** Opening Materials provided block **
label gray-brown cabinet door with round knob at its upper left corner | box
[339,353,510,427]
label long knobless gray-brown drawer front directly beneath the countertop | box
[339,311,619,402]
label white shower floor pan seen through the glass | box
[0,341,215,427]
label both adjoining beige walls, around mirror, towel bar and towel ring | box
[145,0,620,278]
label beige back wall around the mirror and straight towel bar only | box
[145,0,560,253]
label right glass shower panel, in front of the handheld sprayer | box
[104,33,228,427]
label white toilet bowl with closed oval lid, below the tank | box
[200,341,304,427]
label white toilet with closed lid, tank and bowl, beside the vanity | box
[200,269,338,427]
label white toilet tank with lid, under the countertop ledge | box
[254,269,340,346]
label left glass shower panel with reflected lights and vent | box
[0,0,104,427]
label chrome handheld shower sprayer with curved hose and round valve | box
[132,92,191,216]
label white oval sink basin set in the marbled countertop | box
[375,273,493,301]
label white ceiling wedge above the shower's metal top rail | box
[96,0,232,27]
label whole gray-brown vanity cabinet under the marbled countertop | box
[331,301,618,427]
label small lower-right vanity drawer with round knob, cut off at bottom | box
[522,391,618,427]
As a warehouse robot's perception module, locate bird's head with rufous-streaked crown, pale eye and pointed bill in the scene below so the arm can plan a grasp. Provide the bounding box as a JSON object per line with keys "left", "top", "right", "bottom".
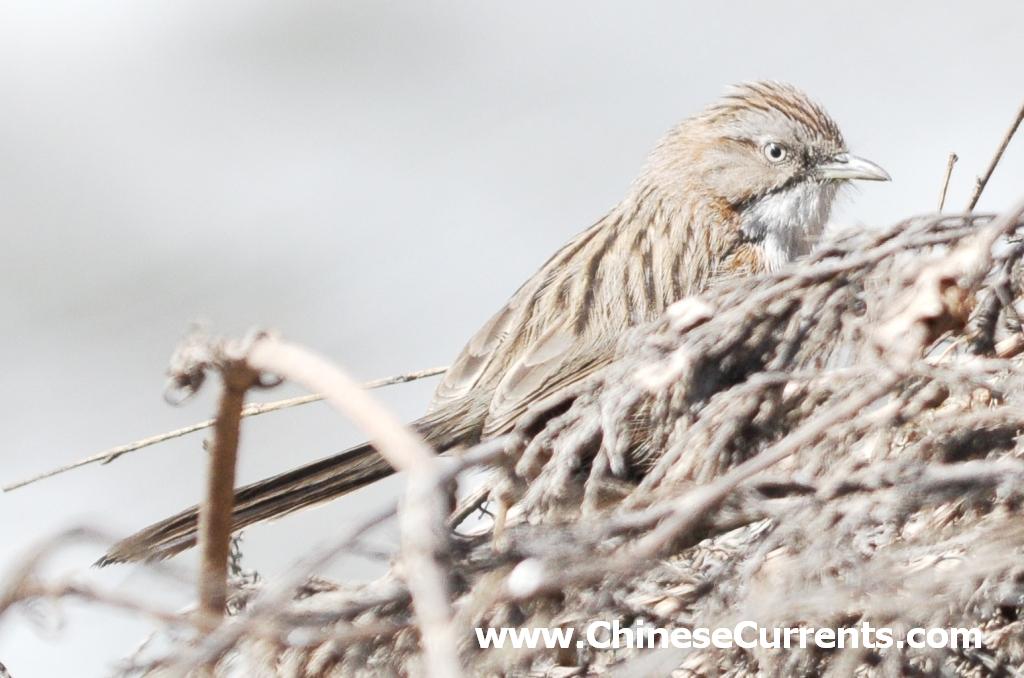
** Closing Materials provided block **
Assignment | The expected output is every entry, retyped exactly, with all pictures removed.

Exercise answer |
label gray-brown cabinet door with round knob at its upper left corner | box
[339,353,510,427]
label long knobless gray-brown drawer front directly beneath the countertop | box
[339,311,619,402]
label white shower floor pan seen through the glass | box
[0,341,215,427]
label both adjoining beige walls, around mirror, towel bar and towel ring | box
[145,0,620,278]
label beige back wall around the mirror and straight towel bar only | box
[145,0,560,253]
label right glass shower panel, in front of the handheld sprayer | box
[104,33,228,427]
label white toilet bowl with closed oval lid, below the tank | box
[200,341,304,427]
label white toilet with closed lid, tank and bowl, beside the vanity | box
[200,269,338,427]
label white toilet tank with lid, under the countertop ledge | box
[254,269,340,346]
label left glass shower panel with reflected lights and vent | box
[0,0,104,427]
label chrome handheld shower sprayer with curved hose and round valve | box
[132,92,191,216]
label white oval sink basin set in the marbled countertop | box
[375,273,493,301]
label white ceiling wedge above the shower's metal top rail | box
[96,0,232,27]
label whole gray-brown vanity cabinet under the marbled countertop | box
[331,301,618,427]
label small lower-right vanity drawer with round knob, cut off at bottom | box
[522,391,618,427]
As a warehouse robot's perception module, locate bird's head with rufous-streaked crown, pale eye and pointed bill in the scene below so the arm can plan a grasp. Provide the bounding box as a JSON object per line with keys "left", "top", "right", "bottom".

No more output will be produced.